**Excerpted records**

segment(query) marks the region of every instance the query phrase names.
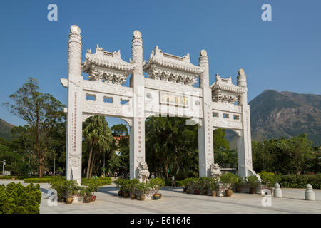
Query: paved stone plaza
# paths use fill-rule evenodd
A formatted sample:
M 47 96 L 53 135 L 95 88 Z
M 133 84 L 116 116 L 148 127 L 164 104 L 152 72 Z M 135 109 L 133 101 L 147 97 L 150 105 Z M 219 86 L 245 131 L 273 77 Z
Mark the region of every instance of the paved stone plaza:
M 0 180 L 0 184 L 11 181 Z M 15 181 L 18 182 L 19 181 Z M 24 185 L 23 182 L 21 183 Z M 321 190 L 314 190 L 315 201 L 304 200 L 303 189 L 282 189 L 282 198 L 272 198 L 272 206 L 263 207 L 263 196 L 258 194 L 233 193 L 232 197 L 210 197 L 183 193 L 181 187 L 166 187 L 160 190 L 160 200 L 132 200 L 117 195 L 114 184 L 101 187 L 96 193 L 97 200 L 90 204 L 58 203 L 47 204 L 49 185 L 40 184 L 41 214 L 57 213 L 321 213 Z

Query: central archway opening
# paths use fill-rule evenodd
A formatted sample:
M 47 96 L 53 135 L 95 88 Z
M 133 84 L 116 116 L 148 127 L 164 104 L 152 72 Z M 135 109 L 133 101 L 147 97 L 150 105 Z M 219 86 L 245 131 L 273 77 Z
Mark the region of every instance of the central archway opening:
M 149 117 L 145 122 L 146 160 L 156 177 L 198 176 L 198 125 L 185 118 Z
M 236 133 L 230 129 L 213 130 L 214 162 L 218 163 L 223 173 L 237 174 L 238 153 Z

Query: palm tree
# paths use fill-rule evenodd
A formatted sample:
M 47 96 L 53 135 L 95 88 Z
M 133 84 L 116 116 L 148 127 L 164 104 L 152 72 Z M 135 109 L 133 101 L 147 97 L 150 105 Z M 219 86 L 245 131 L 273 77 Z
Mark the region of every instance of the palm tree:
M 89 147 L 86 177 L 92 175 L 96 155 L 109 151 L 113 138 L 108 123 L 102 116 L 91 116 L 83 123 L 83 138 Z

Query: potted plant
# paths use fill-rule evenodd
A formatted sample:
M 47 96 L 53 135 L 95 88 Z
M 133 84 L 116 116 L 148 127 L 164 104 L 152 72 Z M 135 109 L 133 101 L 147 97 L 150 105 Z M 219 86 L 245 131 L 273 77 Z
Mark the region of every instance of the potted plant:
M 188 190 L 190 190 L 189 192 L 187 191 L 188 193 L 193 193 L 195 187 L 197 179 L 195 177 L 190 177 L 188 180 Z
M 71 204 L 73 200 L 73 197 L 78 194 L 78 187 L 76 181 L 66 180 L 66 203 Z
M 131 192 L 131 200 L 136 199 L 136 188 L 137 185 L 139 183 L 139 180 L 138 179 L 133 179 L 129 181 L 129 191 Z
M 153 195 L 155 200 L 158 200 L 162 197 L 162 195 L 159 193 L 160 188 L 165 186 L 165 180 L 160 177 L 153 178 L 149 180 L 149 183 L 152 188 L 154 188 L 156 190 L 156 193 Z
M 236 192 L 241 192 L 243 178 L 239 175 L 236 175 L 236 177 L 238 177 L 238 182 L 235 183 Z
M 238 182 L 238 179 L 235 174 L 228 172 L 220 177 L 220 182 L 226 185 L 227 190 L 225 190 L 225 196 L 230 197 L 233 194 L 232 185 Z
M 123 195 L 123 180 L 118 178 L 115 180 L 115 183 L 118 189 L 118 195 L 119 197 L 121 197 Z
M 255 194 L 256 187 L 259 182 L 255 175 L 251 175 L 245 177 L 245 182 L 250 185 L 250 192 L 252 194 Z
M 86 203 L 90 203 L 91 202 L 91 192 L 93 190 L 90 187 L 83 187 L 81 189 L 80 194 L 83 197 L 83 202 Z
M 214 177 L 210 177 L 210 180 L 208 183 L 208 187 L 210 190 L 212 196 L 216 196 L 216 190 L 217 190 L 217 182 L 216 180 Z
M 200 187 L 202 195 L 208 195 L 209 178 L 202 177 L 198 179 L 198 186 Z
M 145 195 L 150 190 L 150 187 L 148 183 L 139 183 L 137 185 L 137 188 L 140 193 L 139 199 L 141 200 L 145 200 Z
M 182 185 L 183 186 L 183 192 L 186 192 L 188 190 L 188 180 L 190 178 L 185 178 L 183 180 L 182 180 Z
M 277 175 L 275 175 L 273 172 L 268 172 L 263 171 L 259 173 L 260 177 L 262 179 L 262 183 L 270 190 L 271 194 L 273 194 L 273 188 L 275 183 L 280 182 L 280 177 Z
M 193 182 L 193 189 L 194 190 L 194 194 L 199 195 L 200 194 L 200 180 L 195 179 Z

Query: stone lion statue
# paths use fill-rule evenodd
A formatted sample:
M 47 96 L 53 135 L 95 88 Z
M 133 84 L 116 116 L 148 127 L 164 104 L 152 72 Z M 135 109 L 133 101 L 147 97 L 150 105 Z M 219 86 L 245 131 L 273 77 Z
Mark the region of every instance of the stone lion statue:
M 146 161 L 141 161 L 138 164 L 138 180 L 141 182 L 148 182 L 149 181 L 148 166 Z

**Exercise task**
Reproduce only the lines from the one containing "Query: palm tree" through the one containing "M 89 147 L 86", both included, substituting "coconut palm" for "palm tree" and leaving everything else unchanged.

**Task response**
Query: coconut palm
# paths use fill-rule evenodd
A formatted sample:
M 47 96 L 53 135 L 95 88 Z
M 133 84 L 116 116 L 148 127 L 164 104 L 152 72 Z M 135 109 L 133 101 L 147 97 L 150 105 Z M 219 86 L 245 131 L 273 77 Z
Mark the region of every instance of the coconut palm:
M 89 147 L 86 177 L 92 175 L 96 155 L 109 151 L 113 138 L 108 123 L 102 116 L 91 116 L 83 123 L 83 138 Z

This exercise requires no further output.